Set down the passage of the review of The Forager's Garden starting at "The Forager’s Garden takes" and ending at "humans), to thrive.", word for word.

━━ SOURCE DOCUMENT

Anna has taken the concept of forest gardening and created a beautiful, engaging resource to teach and empower us to design perennial based foraging gardens where humans and non-human beings in nature can flourish. Her decades of knowledge and experience of connecting people with natural environment through garden design shines through every chapter of this very accessible book.

The Forager’s Garden takes us through a simple design process to grow ecological, wildlife abundant gardens. It’s a book about planting whole ecosystems on any scale, for community, private and guerrilla gardening projects. Anna’s work isn’t designed to compete with traditional vegetable and fruit growing but to compliment it. Yes, we could redesign whole gardens or community plots as foraging ones, but equally, creating small perennial plant spaces in gardens with annual edible or flower growing areas too, can also develop conditions for nature, (including humans), to thrive.

With clear, jargon free text, gorgeous illustrations, diagrams and photos alongside regular prompts for applying the information presented in each chapter to our own garden design, this book will suit gardening novices alongside those of us who like to learn and learn again especially from new authors and artists.

The Forager’s Garden leans to a focus on UK climate and includes chapters on; Defining what a foraging garden is; Designing for resilience and long term; How to plan your garden; Information for beginner gardeners; The benefits of including diversity in the different elements of garden creation; The use of trees in a forager’s garden; Embracing the use of plant guilds; The creation of ecological stability and abundance through creating multiple layers in a garden; Plant choices, Implementing and maintaining your garden design; How perennial focused foraging gardens or spaces in gardens, can be used in different spaces, for example, allotments, container gardening and gardening undercover or on windowsills. The book also contains an excellent “Plant finder” with lots of clear information about many common and some less so, plants that can be used to create a beautiful, successful garden space to forage from.

━━━━
━━ PROVIDED INFORMATION

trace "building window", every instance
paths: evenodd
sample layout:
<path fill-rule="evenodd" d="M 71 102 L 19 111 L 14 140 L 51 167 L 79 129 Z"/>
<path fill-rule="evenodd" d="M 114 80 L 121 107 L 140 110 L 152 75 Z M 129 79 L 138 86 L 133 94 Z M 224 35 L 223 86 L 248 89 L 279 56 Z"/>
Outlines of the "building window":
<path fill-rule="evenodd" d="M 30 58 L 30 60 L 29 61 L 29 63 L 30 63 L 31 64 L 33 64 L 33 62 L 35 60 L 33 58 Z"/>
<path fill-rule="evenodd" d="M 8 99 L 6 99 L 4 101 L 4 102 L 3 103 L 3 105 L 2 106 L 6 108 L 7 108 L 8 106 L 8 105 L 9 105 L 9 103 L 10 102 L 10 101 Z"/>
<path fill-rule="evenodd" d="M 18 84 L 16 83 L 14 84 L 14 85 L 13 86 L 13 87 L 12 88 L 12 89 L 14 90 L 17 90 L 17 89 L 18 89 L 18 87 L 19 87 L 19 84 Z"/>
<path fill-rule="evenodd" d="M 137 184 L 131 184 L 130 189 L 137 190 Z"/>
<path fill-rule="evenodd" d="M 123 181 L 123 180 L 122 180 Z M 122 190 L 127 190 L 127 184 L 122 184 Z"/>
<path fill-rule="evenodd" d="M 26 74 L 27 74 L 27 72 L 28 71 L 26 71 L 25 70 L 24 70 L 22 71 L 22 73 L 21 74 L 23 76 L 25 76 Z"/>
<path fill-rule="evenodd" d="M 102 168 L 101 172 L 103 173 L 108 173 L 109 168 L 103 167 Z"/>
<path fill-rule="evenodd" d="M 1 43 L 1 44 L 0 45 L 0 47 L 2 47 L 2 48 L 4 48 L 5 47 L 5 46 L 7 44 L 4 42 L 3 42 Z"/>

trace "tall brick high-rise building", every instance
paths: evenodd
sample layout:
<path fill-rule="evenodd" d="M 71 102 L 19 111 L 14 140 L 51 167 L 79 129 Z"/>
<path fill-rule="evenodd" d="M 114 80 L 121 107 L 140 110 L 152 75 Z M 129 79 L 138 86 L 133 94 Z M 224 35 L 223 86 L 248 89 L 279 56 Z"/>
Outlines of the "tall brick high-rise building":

━━━━

» TASK ANSWER
The Forager’s Garden takes us through a simple design process to grow ecological, wildlife abundant gardens. It’s a book about planting whole ecosystems on any scale, for community, private and guerrilla gardening projects. Anna’s work isn’t designed to compete with traditional vegetable and fruit growing but to compliment it. Yes, we could redesign whole gardens or community plots as foraging ones, but equally, creating small perennial plant spaces in gardens with annual edible or flower growing areas too, can also develop conditions for nature, (including humans), to thrive.